- _Work instructions_
a) In the statement on the family as a relational good, what does international research show about where the family stands on the scale of values?
b) Sum up the statement on the family as a relational good in two sentences.

Final Statement of the Plenary Session on The Family as a Relational Good

2022
Statement
29 April

Final Statement of the Plenary Session on The Family as a Relational Good: The Challenge of Love

Final Statement of the Plenary Session on The Family as a Relational Good: The Challenge of Love
Photo: Gabriella C. Marino

1. A renewed vision of the family. – In the past, there has been a lot of talk about the ‘crisis of the family’, and even about the ‘death of the family’. However, at the international level, all the research in this field shows that the family always occupies the first place on the scale of values, as it is the most important value in people’s lives. What is quite true is that, on a worldwide scale, we are witnessing a pluralization of family forms. The family models of traditional cultures are undergoing deep changes, for a series of objective and subjective causes. We believe that, underlying these changes, is the contemporary world’s aspiration to create new ways of experiencing the family as a place of authentic love between the sexes and between generations. It is up to us to give specific answers and new hopes to these aspirations.

The pluralization of family forms is a long-term phenomenon based on a series of interdependent causes that converge to foster a strongly individualistic culture in the conception of human and social rights, to the detriment of solidarity and reciprocity between the sexes and between generations.

- _Raw records_
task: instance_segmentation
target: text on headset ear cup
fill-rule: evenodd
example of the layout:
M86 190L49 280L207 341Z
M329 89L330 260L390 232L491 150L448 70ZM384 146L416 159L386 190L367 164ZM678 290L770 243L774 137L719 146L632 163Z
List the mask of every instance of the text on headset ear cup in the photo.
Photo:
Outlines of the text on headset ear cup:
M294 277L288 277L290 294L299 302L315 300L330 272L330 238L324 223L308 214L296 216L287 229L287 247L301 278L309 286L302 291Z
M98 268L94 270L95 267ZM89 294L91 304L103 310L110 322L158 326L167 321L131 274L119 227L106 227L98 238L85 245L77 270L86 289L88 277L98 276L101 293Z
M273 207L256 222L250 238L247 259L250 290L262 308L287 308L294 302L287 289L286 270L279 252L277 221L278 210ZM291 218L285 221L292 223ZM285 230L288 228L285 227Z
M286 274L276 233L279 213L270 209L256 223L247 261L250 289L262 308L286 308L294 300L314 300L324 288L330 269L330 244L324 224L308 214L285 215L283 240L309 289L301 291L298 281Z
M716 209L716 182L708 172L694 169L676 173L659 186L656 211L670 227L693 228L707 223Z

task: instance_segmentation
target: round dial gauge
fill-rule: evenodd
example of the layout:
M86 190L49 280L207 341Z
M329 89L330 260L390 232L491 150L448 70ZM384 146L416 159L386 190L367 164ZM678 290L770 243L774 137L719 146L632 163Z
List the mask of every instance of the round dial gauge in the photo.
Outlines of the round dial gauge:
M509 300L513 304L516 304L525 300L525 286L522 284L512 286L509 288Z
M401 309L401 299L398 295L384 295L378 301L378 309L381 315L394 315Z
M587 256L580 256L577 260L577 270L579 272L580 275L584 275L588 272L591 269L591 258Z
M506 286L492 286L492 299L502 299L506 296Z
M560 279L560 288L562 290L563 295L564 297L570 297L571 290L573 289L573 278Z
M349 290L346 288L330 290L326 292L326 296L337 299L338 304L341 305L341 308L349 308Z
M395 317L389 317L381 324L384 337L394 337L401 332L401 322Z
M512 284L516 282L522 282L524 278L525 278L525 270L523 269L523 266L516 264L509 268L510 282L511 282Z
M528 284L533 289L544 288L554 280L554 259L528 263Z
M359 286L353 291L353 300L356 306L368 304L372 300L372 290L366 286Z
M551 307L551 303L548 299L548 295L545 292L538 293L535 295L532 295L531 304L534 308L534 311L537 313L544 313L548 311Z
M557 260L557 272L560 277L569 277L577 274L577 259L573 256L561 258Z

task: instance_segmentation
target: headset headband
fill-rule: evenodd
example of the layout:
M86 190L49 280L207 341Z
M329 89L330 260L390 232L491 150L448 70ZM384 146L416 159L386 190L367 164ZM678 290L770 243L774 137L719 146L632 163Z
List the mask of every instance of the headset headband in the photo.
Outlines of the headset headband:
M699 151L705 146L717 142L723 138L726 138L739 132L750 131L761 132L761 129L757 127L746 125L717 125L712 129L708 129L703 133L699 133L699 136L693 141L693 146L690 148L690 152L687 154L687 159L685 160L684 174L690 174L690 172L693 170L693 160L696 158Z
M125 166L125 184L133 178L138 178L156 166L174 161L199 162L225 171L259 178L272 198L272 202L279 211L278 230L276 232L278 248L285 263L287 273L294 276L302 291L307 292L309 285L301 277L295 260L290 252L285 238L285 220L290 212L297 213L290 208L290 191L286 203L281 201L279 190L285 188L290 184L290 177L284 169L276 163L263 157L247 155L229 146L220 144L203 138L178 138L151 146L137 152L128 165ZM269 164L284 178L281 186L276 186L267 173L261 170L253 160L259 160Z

- _Expected answers_
a) It shows that the family always holds first place, as the most important value in people's lives.

b) Despite past talk of a family crisis, international research shows that the family is still the most important value in people's lives, even as family forms around the world are becoming more varied. The statement ties this long-term change to causes that foster an individualistic culture at the expense of solidarity between the sexes and between generations, but it also sees in these changes a hope for new ways of living the family as a place of authentic love.